Brief ▸
Can you set out every line of the records below as a JSON list of strings, one string per line, with the blank lines omitted?

Excerpted data ▸

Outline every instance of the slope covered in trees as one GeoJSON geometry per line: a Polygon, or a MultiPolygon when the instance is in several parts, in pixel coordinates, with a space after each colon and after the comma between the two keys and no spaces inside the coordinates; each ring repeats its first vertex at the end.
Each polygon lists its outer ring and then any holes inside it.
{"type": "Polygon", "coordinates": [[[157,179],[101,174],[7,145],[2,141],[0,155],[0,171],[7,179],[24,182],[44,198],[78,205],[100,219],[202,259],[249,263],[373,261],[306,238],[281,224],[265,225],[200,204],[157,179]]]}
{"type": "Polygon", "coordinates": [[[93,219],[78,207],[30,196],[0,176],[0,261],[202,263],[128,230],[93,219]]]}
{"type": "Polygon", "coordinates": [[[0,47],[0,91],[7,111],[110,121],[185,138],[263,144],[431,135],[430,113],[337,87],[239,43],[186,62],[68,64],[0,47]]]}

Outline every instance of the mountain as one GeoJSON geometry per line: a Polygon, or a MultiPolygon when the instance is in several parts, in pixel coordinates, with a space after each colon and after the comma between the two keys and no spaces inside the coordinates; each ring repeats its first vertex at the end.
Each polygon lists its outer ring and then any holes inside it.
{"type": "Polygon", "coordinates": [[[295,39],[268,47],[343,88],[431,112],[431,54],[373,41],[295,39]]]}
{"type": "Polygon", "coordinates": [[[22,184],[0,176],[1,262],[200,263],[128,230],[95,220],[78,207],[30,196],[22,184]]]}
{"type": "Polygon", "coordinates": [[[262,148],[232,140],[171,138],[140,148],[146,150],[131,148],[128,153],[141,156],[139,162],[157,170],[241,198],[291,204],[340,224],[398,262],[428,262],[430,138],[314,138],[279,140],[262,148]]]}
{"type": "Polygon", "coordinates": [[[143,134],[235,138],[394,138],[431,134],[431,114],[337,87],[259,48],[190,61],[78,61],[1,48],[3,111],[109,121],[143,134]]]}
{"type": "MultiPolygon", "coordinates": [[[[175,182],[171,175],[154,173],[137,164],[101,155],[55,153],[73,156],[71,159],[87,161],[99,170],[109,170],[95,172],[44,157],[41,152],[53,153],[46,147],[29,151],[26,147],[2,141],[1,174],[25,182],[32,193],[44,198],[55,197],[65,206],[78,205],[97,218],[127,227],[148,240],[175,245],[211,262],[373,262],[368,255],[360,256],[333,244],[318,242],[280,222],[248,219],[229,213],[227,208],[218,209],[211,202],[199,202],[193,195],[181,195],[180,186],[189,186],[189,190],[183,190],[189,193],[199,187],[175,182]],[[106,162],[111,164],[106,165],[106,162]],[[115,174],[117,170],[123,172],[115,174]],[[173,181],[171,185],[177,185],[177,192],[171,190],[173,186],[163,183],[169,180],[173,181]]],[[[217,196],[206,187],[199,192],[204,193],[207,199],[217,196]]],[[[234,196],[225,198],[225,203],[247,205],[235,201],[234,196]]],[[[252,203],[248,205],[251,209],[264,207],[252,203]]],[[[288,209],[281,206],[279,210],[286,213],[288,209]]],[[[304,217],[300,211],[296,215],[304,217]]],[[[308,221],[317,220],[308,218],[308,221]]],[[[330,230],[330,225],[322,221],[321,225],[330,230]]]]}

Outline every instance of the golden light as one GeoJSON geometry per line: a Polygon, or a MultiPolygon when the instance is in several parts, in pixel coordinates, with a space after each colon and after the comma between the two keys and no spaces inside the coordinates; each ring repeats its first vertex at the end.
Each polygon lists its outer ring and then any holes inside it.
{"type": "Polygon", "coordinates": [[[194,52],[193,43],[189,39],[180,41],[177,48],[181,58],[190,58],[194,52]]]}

The solution ▸
[
  "Outline every instance of the slope covered in trees as one GeoJSON geometry per line: a Polygon, or a MultiPolygon when the instance is in several parts, in pixel coordinates, with a space after each colon and after the comma between the two keys and no spaces inside the coordinates; each ring repeats its first vertex at the end.",
  "Each polygon lists its outer ring and then any holes inside it.",
  "{\"type\": \"Polygon\", \"coordinates\": [[[157,179],[101,174],[7,145],[2,141],[0,155],[0,171],[7,179],[24,182],[44,198],[78,205],[100,219],[202,259],[249,263],[373,261],[306,238],[281,224],[265,225],[200,204],[157,179]]]}",
  "{\"type\": \"Polygon\", \"coordinates\": [[[93,219],[78,207],[30,196],[0,176],[0,261],[202,263],[128,230],[93,219]]]}",
  "{\"type\": \"Polygon\", \"coordinates\": [[[0,47],[0,91],[7,111],[110,121],[185,138],[263,144],[431,135],[430,113],[337,87],[239,43],[186,62],[68,64],[0,47]]]}",
  "Outline every instance of the mountain as one GeoJSON geometry per line: a Polygon, or a MultiPolygon when the instance is in several parts, in pixel coordinates, with a space after each colon and after the comma between the two keys and no spaces inside the coordinates; each ring repeats its first vertex at the end.",
  "Each polygon lists its outer ring and then any holes inside it.",
  "{\"type\": \"Polygon\", \"coordinates\": [[[295,39],[268,47],[343,88],[431,112],[431,54],[373,41],[295,39]]]}",
  "{\"type\": \"Polygon\", \"coordinates\": [[[22,184],[0,176],[1,262],[200,263],[128,230],[95,220],[78,207],[30,196],[22,184]]]}",
  "{\"type\": \"Polygon\", \"coordinates\": [[[262,148],[232,140],[171,138],[140,148],[146,150],[131,148],[128,153],[141,156],[139,162],[157,170],[241,198],[291,204],[340,224],[398,262],[428,262],[430,138],[314,138],[279,140],[262,148]]]}",
  "{\"type\": \"Polygon\", \"coordinates\": [[[143,134],[235,138],[394,138],[431,134],[431,114],[337,87],[259,48],[190,61],[78,61],[1,48],[3,111],[109,121],[143,134]]]}",
  "{\"type\": \"MultiPolygon\", \"coordinates\": [[[[175,182],[171,175],[154,173],[137,164],[101,155],[55,153],[73,156],[71,159],[87,161],[99,170],[109,170],[95,172],[44,157],[41,152],[53,153],[46,147],[29,151],[26,147],[2,141],[1,174],[25,182],[32,193],[44,198],[55,197],[65,206],[78,205],[97,218],[127,227],[148,240],[175,245],[211,262],[373,262],[368,255],[360,256],[333,244],[318,242],[280,222],[248,219],[229,213],[227,208],[218,209],[211,202],[199,202],[193,195],[181,195],[180,186],[189,186],[189,190],[183,190],[189,193],[199,187],[175,182]],[[106,162],[111,164],[106,165],[106,162]],[[115,174],[117,170],[123,172],[115,174]],[[173,181],[171,185],[177,185],[177,192],[171,190],[173,186],[163,183],[169,180],[173,181]]],[[[217,196],[206,187],[199,192],[204,193],[207,199],[217,196]]],[[[234,196],[225,198],[225,203],[247,205],[235,201],[234,196]]],[[[252,203],[248,205],[251,209],[264,207],[252,203]]],[[[288,209],[281,206],[279,210],[286,213],[288,209]]],[[[304,217],[300,211],[296,215],[304,217]]],[[[308,221],[317,220],[308,218],[308,221]]],[[[330,230],[330,225],[322,221],[321,225],[330,230]]]]}",
  "Outline every instance of the golden light as one GeoJSON geometry per line: a Polygon, or a MultiPolygon when the instance is in several parts, in pixel coordinates, with a space after each colon and after the comma between the two keys and no spaces inside the coordinates; each ring repeats its first vertex at the end.",
  "Each polygon lists its outer ring and then any holes inside it.",
  "{\"type\": \"Polygon\", \"coordinates\": [[[194,52],[193,43],[189,39],[180,41],[177,48],[181,58],[190,58],[194,52]]]}"
]